_Entries on named image regions_:
[start]
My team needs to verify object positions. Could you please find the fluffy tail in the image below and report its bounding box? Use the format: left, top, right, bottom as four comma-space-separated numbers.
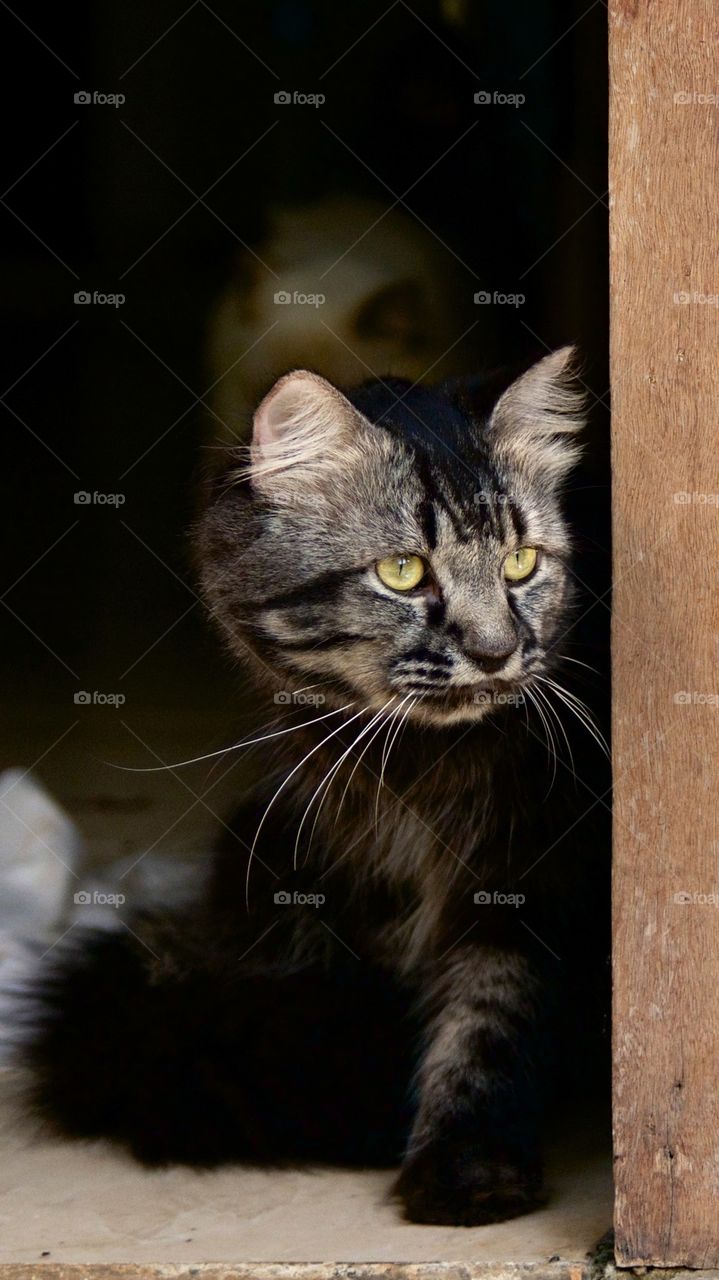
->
24, 933, 413, 1166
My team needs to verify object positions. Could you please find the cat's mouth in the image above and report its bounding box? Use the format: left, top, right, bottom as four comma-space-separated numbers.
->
399, 681, 526, 723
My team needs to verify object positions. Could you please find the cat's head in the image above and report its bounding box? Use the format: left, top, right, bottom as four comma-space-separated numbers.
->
198, 348, 581, 724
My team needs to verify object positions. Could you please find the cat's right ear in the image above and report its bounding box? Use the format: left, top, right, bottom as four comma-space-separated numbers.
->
247, 369, 363, 492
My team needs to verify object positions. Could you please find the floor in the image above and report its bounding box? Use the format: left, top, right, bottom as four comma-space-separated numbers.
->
0, 1073, 612, 1265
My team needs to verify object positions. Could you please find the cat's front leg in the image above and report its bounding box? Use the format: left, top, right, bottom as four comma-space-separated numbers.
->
394, 946, 544, 1226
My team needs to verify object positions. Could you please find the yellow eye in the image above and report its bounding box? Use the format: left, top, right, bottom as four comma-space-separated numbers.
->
376, 556, 427, 591
504, 547, 537, 582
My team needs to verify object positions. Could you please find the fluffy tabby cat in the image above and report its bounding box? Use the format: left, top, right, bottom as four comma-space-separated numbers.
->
23, 349, 608, 1225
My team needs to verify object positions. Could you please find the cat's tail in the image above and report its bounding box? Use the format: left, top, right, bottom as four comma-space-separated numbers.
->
23, 932, 412, 1166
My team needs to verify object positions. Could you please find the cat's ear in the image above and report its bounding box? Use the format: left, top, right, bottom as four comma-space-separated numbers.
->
247, 369, 363, 489
489, 347, 585, 484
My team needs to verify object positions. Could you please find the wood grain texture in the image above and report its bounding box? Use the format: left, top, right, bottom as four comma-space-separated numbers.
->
609, 0, 719, 1267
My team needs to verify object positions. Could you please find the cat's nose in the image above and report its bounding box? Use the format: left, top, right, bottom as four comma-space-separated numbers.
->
464, 640, 517, 676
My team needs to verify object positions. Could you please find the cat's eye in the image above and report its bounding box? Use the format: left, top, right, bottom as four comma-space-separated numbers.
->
375, 556, 427, 591
503, 547, 537, 582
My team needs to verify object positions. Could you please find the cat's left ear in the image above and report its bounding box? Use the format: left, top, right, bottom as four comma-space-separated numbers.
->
247, 369, 363, 495
489, 347, 585, 485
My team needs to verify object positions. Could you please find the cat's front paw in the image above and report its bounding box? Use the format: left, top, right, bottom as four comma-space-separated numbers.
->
393, 1142, 546, 1226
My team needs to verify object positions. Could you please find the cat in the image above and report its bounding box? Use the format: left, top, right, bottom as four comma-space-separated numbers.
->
206, 196, 478, 445
26, 348, 609, 1226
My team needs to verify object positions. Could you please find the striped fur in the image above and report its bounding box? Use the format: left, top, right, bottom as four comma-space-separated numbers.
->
20, 352, 606, 1225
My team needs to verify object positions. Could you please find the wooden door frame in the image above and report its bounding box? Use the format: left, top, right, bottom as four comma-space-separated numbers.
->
609, 0, 719, 1267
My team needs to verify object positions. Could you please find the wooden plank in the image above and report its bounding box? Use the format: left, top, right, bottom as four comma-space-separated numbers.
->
609, 0, 719, 1267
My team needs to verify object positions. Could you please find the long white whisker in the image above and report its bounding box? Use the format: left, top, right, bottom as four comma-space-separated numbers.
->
558, 653, 601, 676
106, 703, 354, 773
294, 703, 389, 860
535, 689, 577, 780
535, 676, 612, 759
385, 694, 425, 808
244, 703, 365, 910
292, 708, 386, 870
375, 694, 412, 831
525, 686, 557, 795
334, 694, 397, 827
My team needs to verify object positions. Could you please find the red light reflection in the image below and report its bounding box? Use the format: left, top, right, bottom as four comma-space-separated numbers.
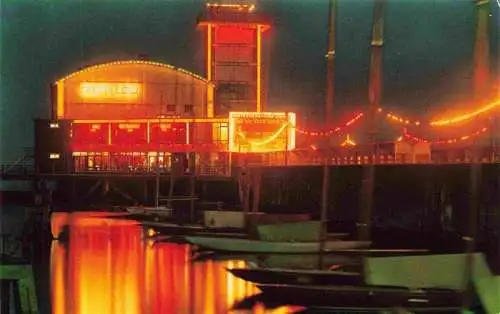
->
51, 213, 300, 314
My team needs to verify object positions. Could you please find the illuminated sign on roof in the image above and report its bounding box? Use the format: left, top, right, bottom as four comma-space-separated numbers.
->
79, 82, 141, 100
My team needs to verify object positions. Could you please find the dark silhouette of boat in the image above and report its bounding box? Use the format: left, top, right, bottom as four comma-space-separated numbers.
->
257, 284, 463, 313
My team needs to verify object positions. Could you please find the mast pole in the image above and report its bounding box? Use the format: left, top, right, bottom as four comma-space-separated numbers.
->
319, 0, 337, 268
357, 0, 386, 241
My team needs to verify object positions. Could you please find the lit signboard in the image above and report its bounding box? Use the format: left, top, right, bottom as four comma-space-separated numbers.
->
229, 112, 296, 153
79, 82, 141, 100
151, 123, 189, 144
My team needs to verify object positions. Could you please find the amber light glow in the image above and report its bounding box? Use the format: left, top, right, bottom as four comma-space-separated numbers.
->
229, 112, 296, 153
431, 99, 500, 126
51, 213, 291, 314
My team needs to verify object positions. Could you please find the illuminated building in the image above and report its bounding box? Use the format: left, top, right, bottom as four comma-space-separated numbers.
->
35, 1, 296, 176
198, 1, 270, 117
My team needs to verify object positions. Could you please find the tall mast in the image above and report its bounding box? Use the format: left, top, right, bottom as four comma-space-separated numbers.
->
463, 0, 494, 308
325, 0, 337, 126
358, 0, 386, 241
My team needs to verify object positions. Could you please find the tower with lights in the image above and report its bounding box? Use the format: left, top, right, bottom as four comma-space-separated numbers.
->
198, 0, 270, 117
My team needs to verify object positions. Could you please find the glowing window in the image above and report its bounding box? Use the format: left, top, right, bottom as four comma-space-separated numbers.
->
79, 82, 141, 99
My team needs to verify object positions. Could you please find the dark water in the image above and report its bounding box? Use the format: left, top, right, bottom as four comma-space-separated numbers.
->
50, 213, 299, 314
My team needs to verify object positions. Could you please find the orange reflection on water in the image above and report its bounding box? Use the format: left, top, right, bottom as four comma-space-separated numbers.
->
51, 213, 300, 314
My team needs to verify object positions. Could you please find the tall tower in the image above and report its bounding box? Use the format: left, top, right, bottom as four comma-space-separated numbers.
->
198, 0, 270, 117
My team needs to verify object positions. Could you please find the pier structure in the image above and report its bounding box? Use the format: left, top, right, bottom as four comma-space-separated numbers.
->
1, 3, 500, 248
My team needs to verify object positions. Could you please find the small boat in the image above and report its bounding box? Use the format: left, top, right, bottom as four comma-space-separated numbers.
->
185, 236, 371, 254
257, 284, 463, 311
125, 206, 173, 217
192, 251, 361, 269
256, 220, 349, 242
228, 268, 364, 286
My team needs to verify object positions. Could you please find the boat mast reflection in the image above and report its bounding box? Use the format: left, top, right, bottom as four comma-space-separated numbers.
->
51, 213, 291, 314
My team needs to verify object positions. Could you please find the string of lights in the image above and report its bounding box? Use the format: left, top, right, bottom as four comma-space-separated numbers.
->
403, 127, 488, 144
296, 112, 364, 136
296, 99, 500, 143
378, 99, 500, 127
378, 108, 420, 126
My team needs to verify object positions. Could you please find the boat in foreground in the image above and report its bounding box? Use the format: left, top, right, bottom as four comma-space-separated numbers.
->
125, 206, 173, 217
257, 284, 463, 311
228, 268, 364, 286
185, 236, 371, 254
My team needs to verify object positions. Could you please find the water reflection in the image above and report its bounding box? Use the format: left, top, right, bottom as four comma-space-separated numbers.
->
51, 213, 293, 314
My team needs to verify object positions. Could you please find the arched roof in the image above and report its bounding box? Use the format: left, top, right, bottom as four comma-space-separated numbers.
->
56, 60, 209, 83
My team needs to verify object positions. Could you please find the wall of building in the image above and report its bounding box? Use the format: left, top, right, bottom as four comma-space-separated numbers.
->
53, 61, 213, 120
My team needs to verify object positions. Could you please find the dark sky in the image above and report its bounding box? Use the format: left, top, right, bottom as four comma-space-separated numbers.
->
0, 0, 500, 161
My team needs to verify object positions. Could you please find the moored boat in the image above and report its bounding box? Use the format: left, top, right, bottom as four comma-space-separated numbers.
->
228, 268, 364, 286
257, 284, 463, 309
125, 206, 173, 217
185, 236, 371, 254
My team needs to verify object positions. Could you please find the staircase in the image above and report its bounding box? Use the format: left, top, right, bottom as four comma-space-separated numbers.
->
0, 147, 35, 180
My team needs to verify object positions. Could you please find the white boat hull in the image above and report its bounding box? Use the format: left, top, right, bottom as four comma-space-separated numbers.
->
185, 237, 371, 254
127, 206, 173, 216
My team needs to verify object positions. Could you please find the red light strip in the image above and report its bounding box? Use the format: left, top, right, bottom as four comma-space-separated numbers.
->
404, 127, 488, 144
296, 112, 364, 136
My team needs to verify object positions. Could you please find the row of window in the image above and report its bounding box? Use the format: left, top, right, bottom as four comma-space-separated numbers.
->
166, 104, 194, 114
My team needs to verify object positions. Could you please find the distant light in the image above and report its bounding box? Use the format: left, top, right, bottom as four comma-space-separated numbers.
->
148, 228, 156, 237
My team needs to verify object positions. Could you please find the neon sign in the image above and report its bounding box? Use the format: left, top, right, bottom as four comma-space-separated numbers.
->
79, 82, 141, 99
229, 112, 296, 153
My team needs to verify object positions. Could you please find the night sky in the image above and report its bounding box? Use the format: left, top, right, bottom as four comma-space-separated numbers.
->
0, 0, 500, 161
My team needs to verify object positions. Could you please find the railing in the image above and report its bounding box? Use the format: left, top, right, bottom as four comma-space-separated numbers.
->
0, 147, 35, 178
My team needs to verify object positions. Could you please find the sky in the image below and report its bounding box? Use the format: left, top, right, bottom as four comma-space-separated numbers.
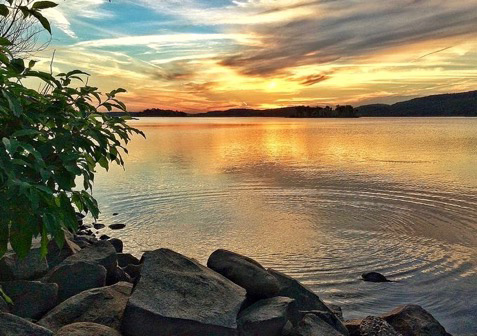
[end]
_EXERCISE DESCRIPTION_:
Copy the lines from the one with "the dark water" through the one with "378, 108, 420, 126" word for word, keeping both of those lines.

_FULL RESPONSE_:
My team needs to verify object positions. Could you please find the dark water in the image above and report its bounding box? Use the format: left, top, right, bottom as four comma-space-separated numbers.
->
50, 213, 299, 314
My team needs to verify object positions. Could you please find the orange reflection on water in the image above and report its bounding box? Use the format: left, top, right, bottom as four comma-space-separated numbers.
->
51, 213, 300, 314
My team needs to verify object positions. Could you please find the tall tower in the image above and report its bounding box? Use the format: left, top, right, bottom as four comma-space-separated numbers.
->
198, 0, 270, 117
My team needs to verify object positions. Could you please find the pier structure in the image above and report its bounding box? Use the format: left, top, right, bottom as four comma-space-separated numbers.
->
1, 3, 500, 248
My team needs to verify object positions. Could you please find the small boat in the image above and report its bounding box? Use the format: left, top, right, bottom as four comma-space-separated numbers.
->
185, 236, 371, 254
257, 284, 463, 311
125, 206, 173, 217
192, 251, 361, 269
256, 220, 349, 242
228, 268, 364, 286
My team needs to verify object positions. Could you please find the boat mast reflection in the image above and report its bounding box? Use the format: left, top, right, bottom as four comma-space-separated numbers.
->
51, 213, 291, 314
My team needs to verify object positions. Could you please find the string of lights in the image above and report its bounding box? Use the format: left, top, right, bottom as four comma-space-separated numbers.
->
403, 127, 488, 144
296, 112, 364, 136
296, 99, 500, 143
378, 99, 500, 127
378, 108, 420, 126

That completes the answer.